-- PROMPT --
Extract the lines below exactly as they appear, beginning with the line containing "rod and record the pixel coordinates." and continuing through the line containing "(703, 1004)", both included, and no others.
** START OF STORED RECORDS **
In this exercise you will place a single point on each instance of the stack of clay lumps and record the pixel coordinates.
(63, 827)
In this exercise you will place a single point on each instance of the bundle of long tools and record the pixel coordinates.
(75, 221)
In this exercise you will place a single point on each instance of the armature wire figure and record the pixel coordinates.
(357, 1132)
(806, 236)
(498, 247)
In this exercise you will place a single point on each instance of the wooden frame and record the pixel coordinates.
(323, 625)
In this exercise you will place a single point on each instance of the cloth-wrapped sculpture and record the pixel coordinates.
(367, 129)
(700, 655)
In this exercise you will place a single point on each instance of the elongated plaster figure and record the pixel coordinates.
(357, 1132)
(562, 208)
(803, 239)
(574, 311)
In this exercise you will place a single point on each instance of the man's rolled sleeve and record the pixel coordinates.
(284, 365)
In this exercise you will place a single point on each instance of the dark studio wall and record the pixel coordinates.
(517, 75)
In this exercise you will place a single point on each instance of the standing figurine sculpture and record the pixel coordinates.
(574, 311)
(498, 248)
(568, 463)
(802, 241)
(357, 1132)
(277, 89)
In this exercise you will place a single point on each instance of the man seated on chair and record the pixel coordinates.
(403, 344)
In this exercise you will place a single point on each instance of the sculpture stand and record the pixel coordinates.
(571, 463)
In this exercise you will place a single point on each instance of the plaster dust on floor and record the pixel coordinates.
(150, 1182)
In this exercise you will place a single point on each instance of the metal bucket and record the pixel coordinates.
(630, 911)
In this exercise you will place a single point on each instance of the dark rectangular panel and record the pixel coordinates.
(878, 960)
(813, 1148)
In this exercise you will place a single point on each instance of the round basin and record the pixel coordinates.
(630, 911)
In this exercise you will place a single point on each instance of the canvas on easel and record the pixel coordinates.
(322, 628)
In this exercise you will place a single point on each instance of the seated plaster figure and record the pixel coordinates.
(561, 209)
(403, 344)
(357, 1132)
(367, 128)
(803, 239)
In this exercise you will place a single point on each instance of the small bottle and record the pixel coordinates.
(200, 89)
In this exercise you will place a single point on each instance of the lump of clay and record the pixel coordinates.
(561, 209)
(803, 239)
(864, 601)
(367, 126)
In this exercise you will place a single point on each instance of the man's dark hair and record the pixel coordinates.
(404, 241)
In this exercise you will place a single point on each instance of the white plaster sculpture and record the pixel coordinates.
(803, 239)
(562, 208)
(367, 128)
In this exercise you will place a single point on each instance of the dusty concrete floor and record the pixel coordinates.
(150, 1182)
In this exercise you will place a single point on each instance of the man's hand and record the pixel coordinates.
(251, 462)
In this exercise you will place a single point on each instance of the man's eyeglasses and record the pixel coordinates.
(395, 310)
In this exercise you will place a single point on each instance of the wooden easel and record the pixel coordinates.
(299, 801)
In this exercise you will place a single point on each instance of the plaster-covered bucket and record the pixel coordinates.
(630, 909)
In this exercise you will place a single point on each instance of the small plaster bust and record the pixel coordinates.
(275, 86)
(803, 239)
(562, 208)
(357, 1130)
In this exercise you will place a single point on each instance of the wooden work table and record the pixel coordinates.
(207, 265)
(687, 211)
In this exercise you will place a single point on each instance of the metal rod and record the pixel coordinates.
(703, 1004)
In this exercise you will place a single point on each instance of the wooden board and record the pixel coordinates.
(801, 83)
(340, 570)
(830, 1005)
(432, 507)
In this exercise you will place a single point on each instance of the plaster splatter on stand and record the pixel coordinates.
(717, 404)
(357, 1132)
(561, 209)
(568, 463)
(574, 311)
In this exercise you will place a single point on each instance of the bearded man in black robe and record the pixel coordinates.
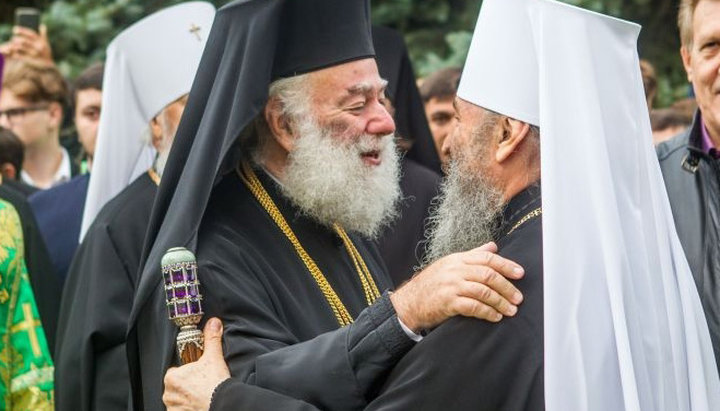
(301, 182)
(91, 371)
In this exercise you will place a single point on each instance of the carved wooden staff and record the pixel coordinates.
(184, 301)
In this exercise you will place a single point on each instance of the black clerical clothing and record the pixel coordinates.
(91, 371)
(401, 243)
(279, 332)
(59, 212)
(43, 281)
(21, 187)
(470, 364)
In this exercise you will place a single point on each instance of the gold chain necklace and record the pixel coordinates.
(529, 216)
(368, 283)
(154, 176)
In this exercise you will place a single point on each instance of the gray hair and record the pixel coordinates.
(292, 93)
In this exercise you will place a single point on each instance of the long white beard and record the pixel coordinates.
(465, 213)
(328, 180)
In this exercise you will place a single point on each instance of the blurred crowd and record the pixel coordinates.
(49, 127)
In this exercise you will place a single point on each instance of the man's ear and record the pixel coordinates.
(279, 124)
(8, 171)
(685, 54)
(513, 133)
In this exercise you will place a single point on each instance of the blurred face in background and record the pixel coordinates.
(87, 117)
(441, 118)
(33, 123)
(702, 61)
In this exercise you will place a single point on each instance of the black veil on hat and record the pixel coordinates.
(252, 43)
(410, 121)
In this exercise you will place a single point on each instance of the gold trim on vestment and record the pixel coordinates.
(527, 217)
(368, 283)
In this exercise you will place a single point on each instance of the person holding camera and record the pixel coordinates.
(29, 38)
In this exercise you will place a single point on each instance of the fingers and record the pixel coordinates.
(25, 32)
(213, 339)
(498, 283)
(487, 296)
(491, 247)
(469, 307)
(505, 267)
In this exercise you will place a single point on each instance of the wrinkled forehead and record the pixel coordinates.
(336, 83)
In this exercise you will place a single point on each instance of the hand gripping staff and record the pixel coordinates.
(184, 301)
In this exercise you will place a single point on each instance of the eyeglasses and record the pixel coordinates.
(14, 113)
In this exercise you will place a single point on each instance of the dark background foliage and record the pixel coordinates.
(438, 32)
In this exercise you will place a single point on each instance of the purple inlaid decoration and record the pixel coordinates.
(192, 290)
(182, 308)
(180, 292)
(191, 273)
(177, 276)
(195, 307)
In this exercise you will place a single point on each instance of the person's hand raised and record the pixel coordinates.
(472, 284)
(191, 386)
(29, 44)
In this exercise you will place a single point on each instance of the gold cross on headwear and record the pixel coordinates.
(195, 29)
(29, 324)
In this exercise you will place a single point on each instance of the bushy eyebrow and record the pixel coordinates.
(362, 88)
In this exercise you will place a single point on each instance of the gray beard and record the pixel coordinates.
(329, 182)
(464, 215)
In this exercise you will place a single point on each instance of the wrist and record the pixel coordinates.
(403, 312)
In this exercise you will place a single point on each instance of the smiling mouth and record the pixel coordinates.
(371, 157)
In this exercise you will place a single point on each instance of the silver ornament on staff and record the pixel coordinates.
(184, 301)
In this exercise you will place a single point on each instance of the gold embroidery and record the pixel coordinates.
(341, 314)
(29, 324)
(529, 216)
(36, 376)
(33, 398)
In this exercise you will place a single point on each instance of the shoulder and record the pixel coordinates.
(77, 185)
(138, 194)
(674, 147)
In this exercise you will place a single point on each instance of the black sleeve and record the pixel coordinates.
(234, 395)
(90, 361)
(337, 370)
(469, 364)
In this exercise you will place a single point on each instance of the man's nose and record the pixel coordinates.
(445, 149)
(4, 123)
(380, 123)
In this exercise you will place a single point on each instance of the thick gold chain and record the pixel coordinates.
(154, 176)
(341, 313)
(529, 216)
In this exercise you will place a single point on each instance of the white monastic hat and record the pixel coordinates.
(623, 325)
(149, 65)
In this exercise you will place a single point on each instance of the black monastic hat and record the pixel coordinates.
(410, 121)
(251, 43)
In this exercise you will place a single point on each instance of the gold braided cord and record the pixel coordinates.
(154, 176)
(341, 314)
(371, 291)
(529, 216)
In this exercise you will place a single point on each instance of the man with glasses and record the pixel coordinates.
(31, 105)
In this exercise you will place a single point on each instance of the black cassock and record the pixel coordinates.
** END OF STORED RECORDS **
-- THE SOLUTION --
In this exercise you will place a single point on each instance of the metal rod and record the pixel coordinates.
(703, 1004)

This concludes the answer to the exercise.